> [SUPPLIED DATA]
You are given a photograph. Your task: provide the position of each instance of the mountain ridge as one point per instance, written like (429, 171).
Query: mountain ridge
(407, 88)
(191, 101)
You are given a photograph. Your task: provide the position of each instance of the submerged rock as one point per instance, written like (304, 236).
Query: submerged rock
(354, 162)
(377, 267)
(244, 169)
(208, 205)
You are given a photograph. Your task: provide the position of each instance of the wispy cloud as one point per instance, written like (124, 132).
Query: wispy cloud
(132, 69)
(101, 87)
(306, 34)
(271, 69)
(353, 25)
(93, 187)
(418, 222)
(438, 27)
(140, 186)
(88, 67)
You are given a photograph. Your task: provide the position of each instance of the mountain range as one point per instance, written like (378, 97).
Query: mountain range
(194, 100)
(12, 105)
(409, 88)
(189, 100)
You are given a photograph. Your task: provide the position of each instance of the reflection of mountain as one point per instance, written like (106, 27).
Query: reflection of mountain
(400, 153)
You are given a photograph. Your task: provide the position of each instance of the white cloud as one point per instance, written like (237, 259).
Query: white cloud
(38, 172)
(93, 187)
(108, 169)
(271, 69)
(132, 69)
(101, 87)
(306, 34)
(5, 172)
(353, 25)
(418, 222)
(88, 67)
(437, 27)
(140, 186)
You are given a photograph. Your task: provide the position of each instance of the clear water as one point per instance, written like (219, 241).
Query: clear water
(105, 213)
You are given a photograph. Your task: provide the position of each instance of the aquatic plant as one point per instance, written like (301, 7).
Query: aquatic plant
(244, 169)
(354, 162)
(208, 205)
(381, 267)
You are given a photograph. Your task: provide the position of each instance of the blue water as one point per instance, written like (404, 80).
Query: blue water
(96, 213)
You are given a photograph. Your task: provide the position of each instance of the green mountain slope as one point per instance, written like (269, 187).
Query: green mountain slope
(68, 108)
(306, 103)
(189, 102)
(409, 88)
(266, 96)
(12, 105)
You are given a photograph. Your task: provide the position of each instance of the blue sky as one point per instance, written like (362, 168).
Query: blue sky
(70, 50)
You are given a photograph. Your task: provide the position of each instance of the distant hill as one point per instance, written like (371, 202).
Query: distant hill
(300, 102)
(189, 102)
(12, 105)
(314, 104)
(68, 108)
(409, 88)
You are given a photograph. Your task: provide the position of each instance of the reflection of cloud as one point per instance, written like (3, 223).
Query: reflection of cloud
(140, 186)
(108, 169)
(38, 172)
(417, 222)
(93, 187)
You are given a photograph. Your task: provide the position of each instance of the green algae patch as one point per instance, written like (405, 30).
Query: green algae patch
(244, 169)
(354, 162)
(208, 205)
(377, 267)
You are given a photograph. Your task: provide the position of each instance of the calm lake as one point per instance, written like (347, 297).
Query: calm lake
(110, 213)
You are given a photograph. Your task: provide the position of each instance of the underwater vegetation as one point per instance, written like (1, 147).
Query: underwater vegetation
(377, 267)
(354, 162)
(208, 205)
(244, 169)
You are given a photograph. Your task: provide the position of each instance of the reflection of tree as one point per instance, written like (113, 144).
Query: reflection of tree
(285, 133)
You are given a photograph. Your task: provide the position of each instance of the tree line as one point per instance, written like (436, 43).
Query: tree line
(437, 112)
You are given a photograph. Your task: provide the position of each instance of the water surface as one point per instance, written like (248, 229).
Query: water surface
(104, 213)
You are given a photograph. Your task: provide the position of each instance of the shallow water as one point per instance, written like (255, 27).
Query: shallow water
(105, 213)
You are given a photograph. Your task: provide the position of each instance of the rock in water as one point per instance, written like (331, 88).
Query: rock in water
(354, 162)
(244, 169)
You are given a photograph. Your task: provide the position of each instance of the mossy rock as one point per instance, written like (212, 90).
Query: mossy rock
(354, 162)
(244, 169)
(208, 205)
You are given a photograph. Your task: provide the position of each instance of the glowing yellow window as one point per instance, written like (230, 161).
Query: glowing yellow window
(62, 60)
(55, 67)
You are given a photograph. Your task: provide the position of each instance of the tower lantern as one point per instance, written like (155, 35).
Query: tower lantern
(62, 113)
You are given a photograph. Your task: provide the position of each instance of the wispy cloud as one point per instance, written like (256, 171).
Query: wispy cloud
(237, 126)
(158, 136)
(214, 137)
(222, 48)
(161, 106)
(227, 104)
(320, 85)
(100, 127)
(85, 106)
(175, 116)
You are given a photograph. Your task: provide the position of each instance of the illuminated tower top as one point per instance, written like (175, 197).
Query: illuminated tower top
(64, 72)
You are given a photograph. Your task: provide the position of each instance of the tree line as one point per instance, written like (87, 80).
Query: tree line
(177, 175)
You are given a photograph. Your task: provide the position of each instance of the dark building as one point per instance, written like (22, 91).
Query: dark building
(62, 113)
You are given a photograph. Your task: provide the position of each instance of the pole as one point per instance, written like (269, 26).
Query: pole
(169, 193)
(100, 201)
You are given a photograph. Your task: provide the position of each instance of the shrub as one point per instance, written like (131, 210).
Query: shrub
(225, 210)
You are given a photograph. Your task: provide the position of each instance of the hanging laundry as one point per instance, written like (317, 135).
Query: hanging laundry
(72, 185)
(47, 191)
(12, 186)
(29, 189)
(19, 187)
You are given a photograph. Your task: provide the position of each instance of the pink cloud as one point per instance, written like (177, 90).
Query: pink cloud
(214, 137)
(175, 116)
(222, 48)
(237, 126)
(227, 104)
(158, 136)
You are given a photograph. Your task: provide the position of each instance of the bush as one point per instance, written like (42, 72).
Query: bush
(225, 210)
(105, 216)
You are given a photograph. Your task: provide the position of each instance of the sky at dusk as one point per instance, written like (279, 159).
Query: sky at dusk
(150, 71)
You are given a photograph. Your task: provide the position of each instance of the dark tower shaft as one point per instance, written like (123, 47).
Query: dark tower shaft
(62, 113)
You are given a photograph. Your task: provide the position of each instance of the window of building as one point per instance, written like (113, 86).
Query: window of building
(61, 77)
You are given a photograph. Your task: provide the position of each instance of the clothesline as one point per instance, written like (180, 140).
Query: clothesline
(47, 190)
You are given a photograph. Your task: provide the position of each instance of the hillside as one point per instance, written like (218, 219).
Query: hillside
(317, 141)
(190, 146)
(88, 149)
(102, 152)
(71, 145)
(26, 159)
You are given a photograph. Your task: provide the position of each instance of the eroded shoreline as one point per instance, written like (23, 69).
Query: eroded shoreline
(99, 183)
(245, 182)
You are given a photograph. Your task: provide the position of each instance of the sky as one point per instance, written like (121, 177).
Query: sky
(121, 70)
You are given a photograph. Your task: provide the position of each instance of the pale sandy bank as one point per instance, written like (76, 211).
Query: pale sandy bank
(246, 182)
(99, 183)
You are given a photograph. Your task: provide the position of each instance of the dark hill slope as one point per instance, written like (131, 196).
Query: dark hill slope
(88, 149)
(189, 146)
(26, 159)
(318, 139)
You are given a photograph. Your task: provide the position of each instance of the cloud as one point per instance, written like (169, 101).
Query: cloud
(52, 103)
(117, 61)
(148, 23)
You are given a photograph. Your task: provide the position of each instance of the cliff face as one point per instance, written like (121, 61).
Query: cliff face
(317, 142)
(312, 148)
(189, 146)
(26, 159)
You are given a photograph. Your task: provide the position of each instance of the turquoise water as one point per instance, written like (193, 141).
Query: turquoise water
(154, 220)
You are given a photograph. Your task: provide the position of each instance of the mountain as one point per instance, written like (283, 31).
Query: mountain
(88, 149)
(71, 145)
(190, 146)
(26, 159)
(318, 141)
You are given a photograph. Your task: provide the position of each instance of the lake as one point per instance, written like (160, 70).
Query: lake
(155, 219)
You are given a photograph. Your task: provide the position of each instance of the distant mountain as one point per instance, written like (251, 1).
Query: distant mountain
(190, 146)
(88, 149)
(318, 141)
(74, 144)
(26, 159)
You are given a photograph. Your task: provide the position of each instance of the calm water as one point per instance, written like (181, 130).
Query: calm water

> [EXERCISE DIRECTIONS]
Beginning at the line that holds "like (160, 70).", copy every line through the end of the entries exactly as given, and only those lines.

> [ANSWER BOX]
You are given a photograph. Your task: provide the position of each instance of the lake as one point per instance, written like (160, 70).
Query: lake
(155, 219)
You are given a photograph. Your task: provide the position of each instance of the distant mountain as one point per instance, written like (251, 1).
Query: distant mountain
(190, 146)
(88, 149)
(318, 141)
(74, 144)
(26, 159)
You are given a photograph. Your task: provide the position of each instance of the calm water as one point per instance, written like (181, 130).
Query: calm water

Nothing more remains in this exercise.